* _Exercise goal_
Write out the listing exactly as it is given.

* _Records supplied_
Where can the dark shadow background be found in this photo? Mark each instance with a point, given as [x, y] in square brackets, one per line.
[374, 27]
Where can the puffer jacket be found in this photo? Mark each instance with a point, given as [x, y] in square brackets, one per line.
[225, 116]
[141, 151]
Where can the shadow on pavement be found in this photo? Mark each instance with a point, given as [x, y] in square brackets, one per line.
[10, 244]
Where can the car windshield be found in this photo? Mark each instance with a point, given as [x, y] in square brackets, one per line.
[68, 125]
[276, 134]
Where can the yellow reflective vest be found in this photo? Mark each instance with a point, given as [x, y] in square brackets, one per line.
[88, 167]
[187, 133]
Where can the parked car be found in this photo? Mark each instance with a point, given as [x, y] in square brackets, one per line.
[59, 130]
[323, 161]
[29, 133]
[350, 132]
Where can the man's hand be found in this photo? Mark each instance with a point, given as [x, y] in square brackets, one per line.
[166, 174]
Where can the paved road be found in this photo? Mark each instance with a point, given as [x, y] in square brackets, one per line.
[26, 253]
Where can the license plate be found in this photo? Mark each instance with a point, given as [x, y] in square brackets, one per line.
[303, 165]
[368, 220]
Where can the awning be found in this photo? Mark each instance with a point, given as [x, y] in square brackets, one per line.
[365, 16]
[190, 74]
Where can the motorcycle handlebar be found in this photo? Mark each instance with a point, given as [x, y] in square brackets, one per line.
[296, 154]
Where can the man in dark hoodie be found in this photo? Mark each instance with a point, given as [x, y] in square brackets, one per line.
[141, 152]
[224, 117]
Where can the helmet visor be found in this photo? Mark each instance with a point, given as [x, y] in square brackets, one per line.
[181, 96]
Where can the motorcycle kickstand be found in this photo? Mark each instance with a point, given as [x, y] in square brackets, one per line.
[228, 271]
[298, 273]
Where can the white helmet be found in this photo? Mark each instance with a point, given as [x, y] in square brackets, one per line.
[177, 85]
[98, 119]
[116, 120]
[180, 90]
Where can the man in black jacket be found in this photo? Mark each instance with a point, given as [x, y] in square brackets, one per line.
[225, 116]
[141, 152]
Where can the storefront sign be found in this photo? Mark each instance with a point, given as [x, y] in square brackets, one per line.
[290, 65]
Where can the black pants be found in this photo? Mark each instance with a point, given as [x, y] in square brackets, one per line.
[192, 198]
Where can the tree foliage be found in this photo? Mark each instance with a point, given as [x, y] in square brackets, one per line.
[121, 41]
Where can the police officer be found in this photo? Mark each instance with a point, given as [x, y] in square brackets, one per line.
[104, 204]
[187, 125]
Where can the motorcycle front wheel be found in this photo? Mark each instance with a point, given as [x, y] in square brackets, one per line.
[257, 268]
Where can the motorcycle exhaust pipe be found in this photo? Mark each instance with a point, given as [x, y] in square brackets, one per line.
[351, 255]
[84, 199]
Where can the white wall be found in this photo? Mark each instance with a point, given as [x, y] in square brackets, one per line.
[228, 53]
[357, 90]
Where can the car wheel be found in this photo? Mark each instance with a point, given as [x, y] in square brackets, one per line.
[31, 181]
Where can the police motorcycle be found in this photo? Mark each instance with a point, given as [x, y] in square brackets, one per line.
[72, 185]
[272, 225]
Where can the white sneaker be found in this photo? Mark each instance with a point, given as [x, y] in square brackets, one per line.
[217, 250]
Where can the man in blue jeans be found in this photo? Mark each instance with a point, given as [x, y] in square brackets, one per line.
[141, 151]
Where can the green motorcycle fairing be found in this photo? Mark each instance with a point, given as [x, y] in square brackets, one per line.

* _Exercise solution_
Where can the dark shadow background be found in this photo? Mark each instance with a point, given as [x, y] in square brackets, one per line.
[374, 27]
Where can the puffer jacket be found in this photo? Mark each instance with a point, given as [x, y] in square brackets, one per line.
[225, 116]
[141, 151]
Where can the shadow on pavement be found in this photo? Mark each instance with a point, given as [x, y] in square brackets, one per line.
[10, 244]
Where can the car windshield be found in this photo? Mark each instance with a point, given as [x, y] in square brackets, one per line.
[68, 125]
[276, 134]
Where can the yellow reflective vest be found in this photo? Mark each instance with a point, given as [x, y] in square brackets, one per line.
[88, 167]
[187, 133]
Where can the parked car be found in this photo? Mark each instance with a point, given as [x, y] in square brackets, one per line.
[59, 130]
[323, 161]
[29, 133]
[350, 132]
Where can the man's hand be found in this photo? Mark each instance with a point, given as [x, y] in square brackets, one per line.
[166, 174]
Where can the paved road be found in this photo? Mark each instance with a point, given as [x, y] in square brackets, one per line.
[26, 253]
Where can the license plate be found in this photo? Mark each instance with a point, given as [x, y] in square brackets, one per line.
[303, 165]
[368, 220]
Where can the awning be found in this photo? Mark each instance with a point, given as [x, y] in square brackets, one per line.
[365, 16]
[190, 74]
Where can the motorcycle handlebar be found in this photo? Mark each instance with a point, given as [x, y] in square brackets, one per line.
[296, 154]
Where can the man in dark hoodie be found in this photo? Mark each instance with a point, given as [x, y] in square brackets, one per line.
[141, 152]
[224, 117]
Where can the helmet visor be found in this photo? Mark each instance with a point, given as [x, y] in square brackets, one per line.
[181, 96]
Where can the motorcycle kickstand be found in this photo? Mark each instance with a point, given as [x, y] in square brackets, one per line.
[228, 271]
[298, 273]
Where can the white helmet be found in this photo? Mark each instance with a point, given as [x, y] in square brackets, one per line.
[177, 85]
[98, 119]
[116, 120]
[180, 90]
Where can the man in black jacket be found in this photo? Mark each instance with a point, given as [x, y] in square brackets, one per line.
[225, 116]
[141, 152]
Where can the storefront sign be found in this photo? Mark each instance with a point, given as [x, y] in square brackets, one per line.
[290, 65]
Where can the black pants be found in this photo? Mark each instance with a point, given as [x, y] in square brackets, one per line.
[192, 198]
Where can the tree foliage be found in this photo? Mark each instance with a point, given as [x, y] in square brackets, one per line.
[121, 41]
Where can the police officer be found in this photo? Mark each instance with a point, given as [x, y] in square brackets, one per line.
[104, 204]
[187, 125]
Where can the motorcycle front wheel be found in this photo? Mark each instance with a point, given as [x, y] in square brackets, one per line.
[257, 268]
Where can the motorcycle exhaust pipe be found in this photo? Mark each instance with a point, given as [x, y] in square brackets, one per line.
[351, 255]
[84, 199]
Where can the white wall be found in this photo? Mark each instance with a point, given as [x, y] in square brackets, one per line.
[228, 53]
[357, 90]
Where can the car wheel be found in this photo? Mark each instance with a point, given as [x, y] in square brackets, one per line.
[31, 181]
Where can the police motorcycle be found in this photo? Mark each instance with a point, given as [x, y] in square brackets, one per line.
[72, 185]
[272, 225]
Where can the white sneaker be found in this photo? Mark each instance with a point, given as [x, y] in square brackets, one per line.
[217, 250]
Where can the man in blue jeans be found in this photo? Mark each instance with a point, given as [x, y] in square brackets, one per line.
[141, 151]
Where can the green motorcycle fairing be found in this photo? Mark each instance with a point, given as [x, y] in square brackets, one per line.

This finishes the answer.